EXCERPTED RECORDS:
++++++++

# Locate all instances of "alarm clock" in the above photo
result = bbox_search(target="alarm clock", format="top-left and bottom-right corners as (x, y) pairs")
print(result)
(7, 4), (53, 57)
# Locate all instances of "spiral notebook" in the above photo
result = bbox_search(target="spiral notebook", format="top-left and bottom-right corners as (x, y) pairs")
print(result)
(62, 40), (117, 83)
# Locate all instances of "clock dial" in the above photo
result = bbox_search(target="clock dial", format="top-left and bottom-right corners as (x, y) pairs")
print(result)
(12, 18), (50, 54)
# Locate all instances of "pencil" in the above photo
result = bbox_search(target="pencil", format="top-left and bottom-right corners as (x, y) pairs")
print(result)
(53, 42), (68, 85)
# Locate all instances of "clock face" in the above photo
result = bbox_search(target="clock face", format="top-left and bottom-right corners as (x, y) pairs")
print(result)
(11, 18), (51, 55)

++++++++

DIRECTIONS FOR THIS TASK: Find each line above that contains the string "instances", and copy every such line in full.

WRITTEN ANSWER:
# Locate all instances of "alarm clock" in the above photo
# Locate all instances of "spiral notebook" in the above photo
# Locate all instances of "clock dial" in the above photo
# Locate all instances of "pencil" in the above photo
# Locate all instances of "clock face" in the above photo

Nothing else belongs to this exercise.